Copy every line of the listing below word for word, leaving out the pictures.

(Saved data listing)
----
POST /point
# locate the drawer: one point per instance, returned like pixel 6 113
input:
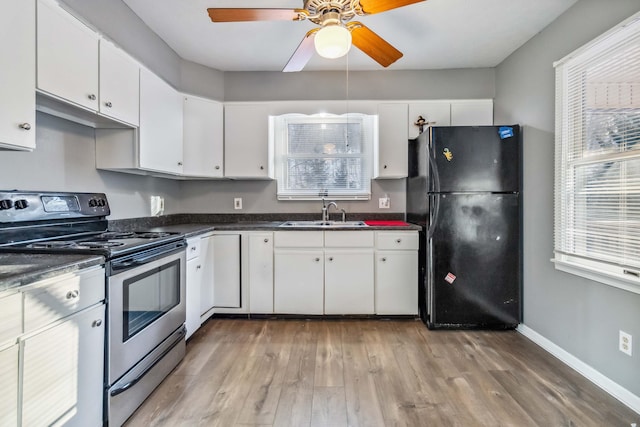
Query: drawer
pixel 53 299
pixel 390 240
pixel 298 239
pixel 193 248
pixel 348 239
pixel 10 316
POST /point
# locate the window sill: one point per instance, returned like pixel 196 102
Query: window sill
pixel 608 274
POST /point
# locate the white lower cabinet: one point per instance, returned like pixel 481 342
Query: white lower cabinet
pixel 396 268
pixel 63 368
pixel 226 270
pixel 9 386
pixel 348 281
pixel 260 267
pixel 298 281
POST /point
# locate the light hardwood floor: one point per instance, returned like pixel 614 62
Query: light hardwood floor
pixel 368 373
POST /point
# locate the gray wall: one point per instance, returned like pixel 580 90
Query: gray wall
pixel 581 316
pixel 64 160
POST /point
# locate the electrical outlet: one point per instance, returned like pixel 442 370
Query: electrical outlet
pixel 625 343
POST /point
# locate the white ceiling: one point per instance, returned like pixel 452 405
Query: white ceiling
pixel 435 34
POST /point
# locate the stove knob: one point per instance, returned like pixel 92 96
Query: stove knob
pixel 21 204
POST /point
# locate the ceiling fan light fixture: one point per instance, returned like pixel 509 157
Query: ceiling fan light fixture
pixel 332 41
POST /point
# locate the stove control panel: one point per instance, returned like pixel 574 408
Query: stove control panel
pixel 22 206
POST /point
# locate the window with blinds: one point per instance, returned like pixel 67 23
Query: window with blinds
pixel 597 171
pixel 324 156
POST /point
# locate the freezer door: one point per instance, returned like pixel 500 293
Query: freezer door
pixel 474 271
pixel 475 158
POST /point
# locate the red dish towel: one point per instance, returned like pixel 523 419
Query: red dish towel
pixel 384 223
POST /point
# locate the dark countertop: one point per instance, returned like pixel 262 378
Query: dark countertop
pixel 18 269
pixel 191 229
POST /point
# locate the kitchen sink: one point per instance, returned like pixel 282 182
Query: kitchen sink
pixel 323 224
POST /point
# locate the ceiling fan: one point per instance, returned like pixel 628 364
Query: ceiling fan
pixel 336 33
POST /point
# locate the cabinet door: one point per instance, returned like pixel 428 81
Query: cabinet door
pixel 67 56
pixel 472 113
pixel 194 281
pixel 206 281
pixel 160 144
pixel 17 81
pixel 226 270
pixel 437 113
pixel 9 386
pixel 246 141
pixel 396 290
pixel 203 137
pixel 260 272
pixel 298 281
pixel 392 152
pixel 63 372
pixel 348 281
pixel 119 84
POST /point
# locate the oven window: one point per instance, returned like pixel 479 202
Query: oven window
pixel 148 296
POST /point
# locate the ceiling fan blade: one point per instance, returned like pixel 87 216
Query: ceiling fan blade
pixel 377 6
pixel 373 45
pixel 245 14
pixel 303 53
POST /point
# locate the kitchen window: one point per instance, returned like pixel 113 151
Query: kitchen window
pixel 597 171
pixel 324 155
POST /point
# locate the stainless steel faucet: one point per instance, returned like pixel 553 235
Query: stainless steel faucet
pixel 325 209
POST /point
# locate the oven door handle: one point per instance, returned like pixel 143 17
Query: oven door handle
pixel 137 379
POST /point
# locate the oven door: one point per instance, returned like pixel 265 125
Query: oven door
pixel 146 305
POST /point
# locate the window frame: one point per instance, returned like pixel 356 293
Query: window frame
pixel 280 141
pixel 571 253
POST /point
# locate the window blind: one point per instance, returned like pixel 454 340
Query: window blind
pixel 324 156
pixel 597 169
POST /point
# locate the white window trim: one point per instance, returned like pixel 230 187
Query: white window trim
pixel 614 275
pixel 277 140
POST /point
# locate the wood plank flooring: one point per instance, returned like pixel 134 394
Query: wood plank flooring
pixel 368 373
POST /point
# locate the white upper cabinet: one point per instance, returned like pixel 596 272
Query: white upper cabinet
pixel 18 75
pixel 246 141
pixel 119 84
pixel 67 56
pixel 472 113
pixel 436 113
pixel 390 156
pixel 160 144
pixel 203 138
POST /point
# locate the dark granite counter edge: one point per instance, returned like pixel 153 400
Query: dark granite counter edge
pixel 18 269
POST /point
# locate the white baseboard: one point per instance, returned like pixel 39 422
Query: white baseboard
pixel 611 387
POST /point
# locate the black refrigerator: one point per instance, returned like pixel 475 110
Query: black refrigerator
pixel 464 189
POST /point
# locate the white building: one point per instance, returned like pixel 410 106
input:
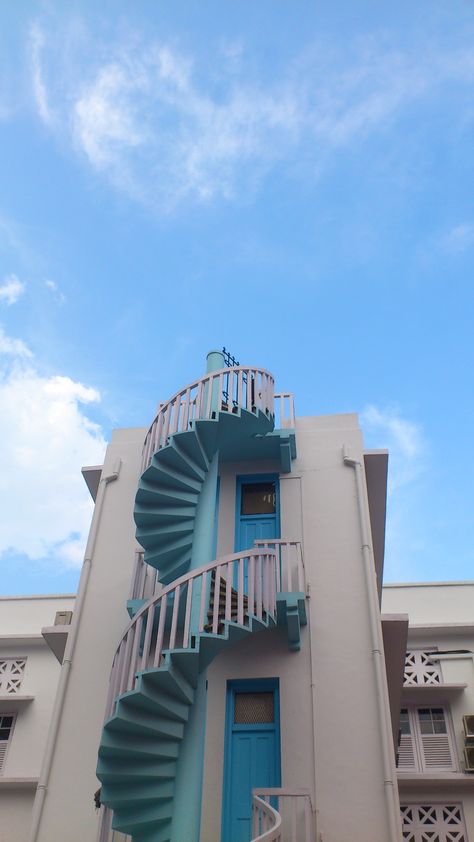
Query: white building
----
Complete answer:
POST /point
# locate the drawer: one point per instance, returned like pixel 6 113
input:
Query: drawer
pixel 53 299
pixel 390 240
pixel 298 239
pixel 193 248
pixel 348 239
pixel 10 316
POST /point
# locate the window sill: one point per instance, returned like pixel 196 102
Query: window sill
pixel 608 274
POST /point
# locate the white lower cabinet: one point per instance, returned like pixel 481 342
Query: white lower cabinet
pixel 396 268
pixel 63 368
pixel 226 270
pixel 9 386
pixel 348 281
pixel 260 267
pixel 298 281
POST /point
# locate the light hardwood floor: one point per instance, returned like pixel 614 62
Query: light hardwood floor
pixel 368 373
POST /point
# locate the gray wall: one point per instance, returned like pixel 580 90
Query: gray wall
pixel 581 316
pixel 64 160
POST /point
# locate the electrical outlet: one point per instance, returned like pixel 442 370
Query: electrical outlet
pixel 625 343
POST /point
# locate the white ceiling: one point per instance, returned like pixel 452 405
Query: white ceiling
pixel 435 34
POST /point
# locate the stove knob: one point per instance, returned like pixel 92 96
Query: stove knob
pixel 21 204
POST /point
# locate the ceiling fan light fixture: one point per instance, returned like pixel 509 157
Query: ceiling fan light fixture
pixel 332 41
POST /point
# locate the stove control panel: one point per instance, returned like pixel 574 408
Query: stove control panel
pixel 22 206
POST /point
# locate the window with blinds: one point per instance, returned like pixel 67 23
Query: window with blinds
pixel 597 171
pixel 324 156
POST /point
# locate the freezer door: one point per instance, returned like pixel 500 293
Query: freezer door
pixel 474 271
pixel 475 158
POST /point
# locate the red dish towel: one point per instance, returned like pixel 523 419
Query: red dish towel
pixel 384 223
POST /point
# locate the dark countertop: one point per instance, returned like pixel 262 378
Query: dark countertop
pixel 18 269
pixel 191 229
POST /point
# locate the kitchen sink: one point per instance, returned like pixel 282 182
Query: kitchen sink
pixel 323 224
POST /point
# locate the ceiling fan: one point per instance, returned like pixel 628 364
Query: ceiling fan
pixel 336 33
POST /point
# locate the cabinet door: one point per instance, returned like pixel 428 81
Query: cabinet door
pixel 67 56
pixel 472 113
pixel 194 281
pixel 206 281
pixel 160 144
pixel 17 81
pixel 226 270
pixel 437 113
pixel 9 386
pixel 246 141
pixel 396 290
pixel 203 137
pixel 260 272
pixel 298 281
pixel 392 152
pixel 63 372
pixel 348 281
pixel 119 84
POST /point
# locate the oven window: one point per instance, returned like pixel 479 202
Query: oven window
pixel 148 296
POST /point
# locate the ceiling fan blade: one point per instance, returned like pixel 87 216
Query: ceiling fan blade
pixel 377 6
pixel 373 45
pixel 245 14
pixel 303 53
POST /point
# locate the kitchen window: one point per instance, returned like pixel 113 151
Query: kitchen window
pixel 597 171
pixel 324 155
POST /point
# locate the stainless steel faucet: one point per instance, returned like pixel 553 235
Query: stainless steel faucet
pixel 325 209
POST /point
# locate the oven door handle: one point per instance, returned like pixel 143 17
Query: oven door handle
pixel 137 379
POST /point
# locate the oven door: one point per instance, returned like pixel 265 125
Query: oven door
pixel 146 305
POST /point
# locate the window frame: one point per instance, returned like pixel 356 293
Query: window frame
pixel 280 141
pixel 571 253
POST /point
# locate the window blind: one point per instance, returned like pixel 454 340
Query: window blind
pixel 324 156
pixel 597 169
POST /point
# locate the white window trim: one point per instance, returned like pixel 230 187
Query: white window trim
pixel 614 275
pixel 277 140
POST /point
# locate the wood plank flooring: one point per instance, returned like pixel 134 394
Query: wood plank flooring
pixel 368 373
POST /point
# locate the white upper cabinet: one point per instance, returned like pixel 596 272
Query: white upper cabinet
pixel 18 75
pixel 246 141
pixel 119 84
pixel 67 56
pixel 472 113
pixel 436 113
pixel 390 156
pixel 160 144
pixel 203 138
POST /point
# locate the dark granite counter edge: one point per instance, returned like pixel 153 400
Query: dark granite counter edge
pixel 18 269
POST /point
# locate the white baseboard: one point per instance, returned like pixel 39 422
Query: white baseboard
pixel 611 387
POST /point
# locate the black refrigerator: one point per instance, returned like pixel 475 110
Query: black refrigerator
pixel 464 189
POST /point
# locate the white building: one point per instance, returned like pixel 410 106
input:
Query: white building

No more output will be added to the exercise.